» WHAT NEEDS TO BE DONE
Copy the material below, starting at its beginning and ending with the line that contains "224), (321, 225)]", with both ends included. Keep the requests unchanged and add 93 to every coordinate in the answers.

» RECORDS SHOWN
◆ ◆ ◆ ◆ ◆

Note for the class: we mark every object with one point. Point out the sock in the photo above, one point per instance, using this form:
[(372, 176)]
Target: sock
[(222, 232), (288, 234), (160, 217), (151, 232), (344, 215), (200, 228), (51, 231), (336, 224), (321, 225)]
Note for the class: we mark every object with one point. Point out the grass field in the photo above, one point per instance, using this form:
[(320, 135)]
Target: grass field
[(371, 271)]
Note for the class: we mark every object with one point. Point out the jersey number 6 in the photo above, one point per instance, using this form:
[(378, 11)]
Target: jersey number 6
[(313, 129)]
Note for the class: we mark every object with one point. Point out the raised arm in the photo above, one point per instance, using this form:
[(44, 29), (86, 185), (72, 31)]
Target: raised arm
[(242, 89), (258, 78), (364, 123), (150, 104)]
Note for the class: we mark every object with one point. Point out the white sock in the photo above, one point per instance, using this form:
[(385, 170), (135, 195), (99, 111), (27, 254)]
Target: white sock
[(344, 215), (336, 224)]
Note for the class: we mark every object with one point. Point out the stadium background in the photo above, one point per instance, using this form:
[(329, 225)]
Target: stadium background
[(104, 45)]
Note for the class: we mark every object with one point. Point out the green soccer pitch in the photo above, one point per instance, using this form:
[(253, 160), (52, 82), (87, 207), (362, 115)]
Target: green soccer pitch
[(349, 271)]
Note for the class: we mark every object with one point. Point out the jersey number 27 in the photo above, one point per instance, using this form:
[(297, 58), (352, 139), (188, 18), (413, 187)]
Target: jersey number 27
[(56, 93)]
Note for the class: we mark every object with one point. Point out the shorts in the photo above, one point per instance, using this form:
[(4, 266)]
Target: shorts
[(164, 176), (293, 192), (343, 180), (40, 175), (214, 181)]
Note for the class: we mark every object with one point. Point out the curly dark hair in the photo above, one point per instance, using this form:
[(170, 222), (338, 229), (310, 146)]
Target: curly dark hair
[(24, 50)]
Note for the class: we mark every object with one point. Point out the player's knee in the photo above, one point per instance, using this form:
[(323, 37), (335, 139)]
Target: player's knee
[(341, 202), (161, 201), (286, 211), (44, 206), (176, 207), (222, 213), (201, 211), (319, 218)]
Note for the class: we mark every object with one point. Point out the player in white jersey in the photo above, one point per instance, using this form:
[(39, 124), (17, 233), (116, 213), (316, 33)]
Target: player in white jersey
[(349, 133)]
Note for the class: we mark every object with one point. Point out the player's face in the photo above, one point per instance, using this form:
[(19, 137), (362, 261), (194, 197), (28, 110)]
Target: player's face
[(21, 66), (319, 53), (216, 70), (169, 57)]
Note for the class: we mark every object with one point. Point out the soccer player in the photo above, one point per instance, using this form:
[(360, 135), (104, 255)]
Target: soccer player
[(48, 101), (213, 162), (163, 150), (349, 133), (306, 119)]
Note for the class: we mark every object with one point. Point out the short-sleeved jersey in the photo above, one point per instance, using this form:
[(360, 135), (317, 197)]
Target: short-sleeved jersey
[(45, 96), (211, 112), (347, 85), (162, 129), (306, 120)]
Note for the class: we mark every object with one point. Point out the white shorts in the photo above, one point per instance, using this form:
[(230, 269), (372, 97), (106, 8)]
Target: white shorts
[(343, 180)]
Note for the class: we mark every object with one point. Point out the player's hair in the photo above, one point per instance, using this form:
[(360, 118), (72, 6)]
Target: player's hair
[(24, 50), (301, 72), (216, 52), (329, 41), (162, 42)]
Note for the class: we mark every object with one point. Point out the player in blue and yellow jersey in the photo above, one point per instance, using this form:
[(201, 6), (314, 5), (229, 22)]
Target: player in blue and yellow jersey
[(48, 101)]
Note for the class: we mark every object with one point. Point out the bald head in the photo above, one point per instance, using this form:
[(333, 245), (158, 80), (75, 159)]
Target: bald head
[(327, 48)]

◆ ◆ ◆ ◆ ◆

» RESULT BELOW
Note for the class: we mark every object with one point. Point out the sock in the photo above, one point per instance, using this form:
[(372, 176)]
Target: sock
[(315, 325), (381, 327), (253, 310), (244, 325), (437, 308), (293, 321), (144, 324), (429, 317), (414, 318)]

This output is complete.